• [Aim of the task]: Gather each line of the rows below that contains the word "dark", and copy every such line without alteration.

• [Source records]:
►

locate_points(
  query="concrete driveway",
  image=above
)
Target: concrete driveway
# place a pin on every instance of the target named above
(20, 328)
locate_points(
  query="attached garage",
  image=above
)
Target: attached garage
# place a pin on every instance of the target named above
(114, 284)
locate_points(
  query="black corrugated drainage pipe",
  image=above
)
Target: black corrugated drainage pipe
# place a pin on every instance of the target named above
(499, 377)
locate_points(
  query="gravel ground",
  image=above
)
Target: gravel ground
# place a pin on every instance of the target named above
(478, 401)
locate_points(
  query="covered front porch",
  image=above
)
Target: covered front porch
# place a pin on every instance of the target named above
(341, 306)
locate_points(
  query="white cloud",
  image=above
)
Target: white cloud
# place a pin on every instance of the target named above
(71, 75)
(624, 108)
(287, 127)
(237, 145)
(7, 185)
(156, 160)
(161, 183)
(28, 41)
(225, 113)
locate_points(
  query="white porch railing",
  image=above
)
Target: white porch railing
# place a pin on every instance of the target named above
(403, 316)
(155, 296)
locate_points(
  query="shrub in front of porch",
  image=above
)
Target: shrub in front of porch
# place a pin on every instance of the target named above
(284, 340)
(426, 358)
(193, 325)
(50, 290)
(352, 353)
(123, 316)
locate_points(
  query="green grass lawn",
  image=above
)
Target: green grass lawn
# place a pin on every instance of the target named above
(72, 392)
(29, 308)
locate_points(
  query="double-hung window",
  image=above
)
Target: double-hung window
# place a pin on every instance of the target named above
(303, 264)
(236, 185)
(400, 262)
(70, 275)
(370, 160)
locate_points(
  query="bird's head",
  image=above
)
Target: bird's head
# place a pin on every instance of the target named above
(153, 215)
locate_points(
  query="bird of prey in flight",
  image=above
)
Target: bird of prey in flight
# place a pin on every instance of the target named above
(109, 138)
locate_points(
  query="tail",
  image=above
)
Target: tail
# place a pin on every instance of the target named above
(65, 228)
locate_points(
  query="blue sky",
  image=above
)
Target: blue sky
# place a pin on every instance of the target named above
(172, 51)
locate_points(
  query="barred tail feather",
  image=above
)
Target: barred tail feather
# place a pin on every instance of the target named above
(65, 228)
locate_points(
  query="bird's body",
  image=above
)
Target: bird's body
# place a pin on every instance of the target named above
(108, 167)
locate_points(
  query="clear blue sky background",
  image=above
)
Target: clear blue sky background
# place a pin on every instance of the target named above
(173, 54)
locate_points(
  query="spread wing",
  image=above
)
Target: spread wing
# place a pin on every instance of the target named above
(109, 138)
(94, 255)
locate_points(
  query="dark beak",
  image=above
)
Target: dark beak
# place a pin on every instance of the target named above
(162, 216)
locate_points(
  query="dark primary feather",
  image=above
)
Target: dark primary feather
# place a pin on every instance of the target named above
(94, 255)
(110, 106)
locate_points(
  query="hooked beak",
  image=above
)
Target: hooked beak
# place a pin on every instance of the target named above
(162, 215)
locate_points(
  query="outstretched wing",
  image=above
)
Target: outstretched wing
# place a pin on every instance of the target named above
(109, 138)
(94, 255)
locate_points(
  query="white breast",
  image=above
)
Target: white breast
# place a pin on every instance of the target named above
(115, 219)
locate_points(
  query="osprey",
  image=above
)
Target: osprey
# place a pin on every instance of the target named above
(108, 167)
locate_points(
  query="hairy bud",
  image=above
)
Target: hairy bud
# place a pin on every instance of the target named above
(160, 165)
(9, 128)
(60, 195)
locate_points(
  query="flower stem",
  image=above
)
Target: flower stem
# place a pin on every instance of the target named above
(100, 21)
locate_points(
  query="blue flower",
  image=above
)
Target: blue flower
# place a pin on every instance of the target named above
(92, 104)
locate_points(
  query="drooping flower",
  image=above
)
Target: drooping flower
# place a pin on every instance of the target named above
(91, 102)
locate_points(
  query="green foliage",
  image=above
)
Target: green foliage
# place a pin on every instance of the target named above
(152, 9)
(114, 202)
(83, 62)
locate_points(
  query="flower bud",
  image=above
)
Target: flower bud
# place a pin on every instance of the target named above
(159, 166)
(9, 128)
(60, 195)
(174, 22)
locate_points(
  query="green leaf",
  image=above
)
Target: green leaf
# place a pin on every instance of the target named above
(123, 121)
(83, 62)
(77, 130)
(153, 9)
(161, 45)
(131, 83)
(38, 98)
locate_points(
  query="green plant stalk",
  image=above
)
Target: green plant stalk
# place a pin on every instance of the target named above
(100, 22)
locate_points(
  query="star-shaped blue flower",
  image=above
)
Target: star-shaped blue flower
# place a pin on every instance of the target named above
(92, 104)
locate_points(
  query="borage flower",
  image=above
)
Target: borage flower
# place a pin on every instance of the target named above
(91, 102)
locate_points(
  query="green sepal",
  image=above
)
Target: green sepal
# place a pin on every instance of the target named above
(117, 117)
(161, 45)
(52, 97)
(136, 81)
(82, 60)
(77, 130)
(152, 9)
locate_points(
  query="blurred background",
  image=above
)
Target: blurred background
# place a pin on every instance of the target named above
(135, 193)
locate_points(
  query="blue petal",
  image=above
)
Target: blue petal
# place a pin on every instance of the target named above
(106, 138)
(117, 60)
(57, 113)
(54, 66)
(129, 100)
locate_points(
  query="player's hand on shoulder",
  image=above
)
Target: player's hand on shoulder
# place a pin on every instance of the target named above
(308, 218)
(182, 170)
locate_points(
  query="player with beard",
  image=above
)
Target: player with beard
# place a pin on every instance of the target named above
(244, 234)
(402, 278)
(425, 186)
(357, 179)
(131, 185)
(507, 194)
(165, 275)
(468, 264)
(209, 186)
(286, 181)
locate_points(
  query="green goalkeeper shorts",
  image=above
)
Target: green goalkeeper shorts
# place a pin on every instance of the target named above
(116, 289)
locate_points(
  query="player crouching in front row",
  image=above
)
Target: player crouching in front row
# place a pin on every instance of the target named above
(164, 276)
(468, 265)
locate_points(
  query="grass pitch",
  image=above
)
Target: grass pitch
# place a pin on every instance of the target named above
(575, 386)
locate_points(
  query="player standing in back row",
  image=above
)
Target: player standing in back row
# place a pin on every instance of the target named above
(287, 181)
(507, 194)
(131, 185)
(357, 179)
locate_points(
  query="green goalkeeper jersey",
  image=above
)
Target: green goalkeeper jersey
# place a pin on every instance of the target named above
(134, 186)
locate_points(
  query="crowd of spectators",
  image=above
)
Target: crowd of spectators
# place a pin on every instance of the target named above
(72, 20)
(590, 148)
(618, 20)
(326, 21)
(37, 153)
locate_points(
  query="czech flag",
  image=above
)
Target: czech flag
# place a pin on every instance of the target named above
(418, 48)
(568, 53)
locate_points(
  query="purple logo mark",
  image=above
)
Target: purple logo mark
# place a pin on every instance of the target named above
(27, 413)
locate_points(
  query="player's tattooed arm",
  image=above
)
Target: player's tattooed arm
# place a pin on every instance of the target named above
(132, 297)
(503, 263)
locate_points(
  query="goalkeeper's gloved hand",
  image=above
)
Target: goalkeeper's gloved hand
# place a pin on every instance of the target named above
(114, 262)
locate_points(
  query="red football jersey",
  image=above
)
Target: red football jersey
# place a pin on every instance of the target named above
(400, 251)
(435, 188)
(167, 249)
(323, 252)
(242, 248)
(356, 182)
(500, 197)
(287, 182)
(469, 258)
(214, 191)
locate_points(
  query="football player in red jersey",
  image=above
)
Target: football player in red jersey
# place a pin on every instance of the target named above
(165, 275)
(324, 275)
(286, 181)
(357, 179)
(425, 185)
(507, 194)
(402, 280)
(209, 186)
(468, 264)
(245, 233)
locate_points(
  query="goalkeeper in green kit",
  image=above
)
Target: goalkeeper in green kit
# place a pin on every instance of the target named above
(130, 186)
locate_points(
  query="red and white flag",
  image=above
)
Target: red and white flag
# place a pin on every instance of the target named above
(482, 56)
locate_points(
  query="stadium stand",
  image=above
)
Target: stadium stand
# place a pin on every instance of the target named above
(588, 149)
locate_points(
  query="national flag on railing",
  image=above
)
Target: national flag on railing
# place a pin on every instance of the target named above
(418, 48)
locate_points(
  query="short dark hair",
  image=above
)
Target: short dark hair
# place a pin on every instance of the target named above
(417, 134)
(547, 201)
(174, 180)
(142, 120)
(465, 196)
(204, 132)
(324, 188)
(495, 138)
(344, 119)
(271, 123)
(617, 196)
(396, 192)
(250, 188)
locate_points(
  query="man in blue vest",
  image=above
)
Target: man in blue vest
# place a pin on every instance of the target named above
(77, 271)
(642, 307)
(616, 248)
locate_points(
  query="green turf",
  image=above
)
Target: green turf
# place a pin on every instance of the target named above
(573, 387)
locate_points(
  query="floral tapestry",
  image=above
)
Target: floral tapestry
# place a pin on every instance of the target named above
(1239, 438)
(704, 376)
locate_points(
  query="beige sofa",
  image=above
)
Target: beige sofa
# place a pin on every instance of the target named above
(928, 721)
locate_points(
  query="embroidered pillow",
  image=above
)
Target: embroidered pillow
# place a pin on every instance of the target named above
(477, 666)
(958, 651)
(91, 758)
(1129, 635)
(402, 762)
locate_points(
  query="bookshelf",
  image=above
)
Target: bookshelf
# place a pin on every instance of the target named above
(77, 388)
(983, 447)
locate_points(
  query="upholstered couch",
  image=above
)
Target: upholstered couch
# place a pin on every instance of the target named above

◄

• [Written response]:
  query="dark beak",
Target: dark beak
  query="dark primary feather",
Target: dark primary feather
  query="short dark hair",
Target: short dark hair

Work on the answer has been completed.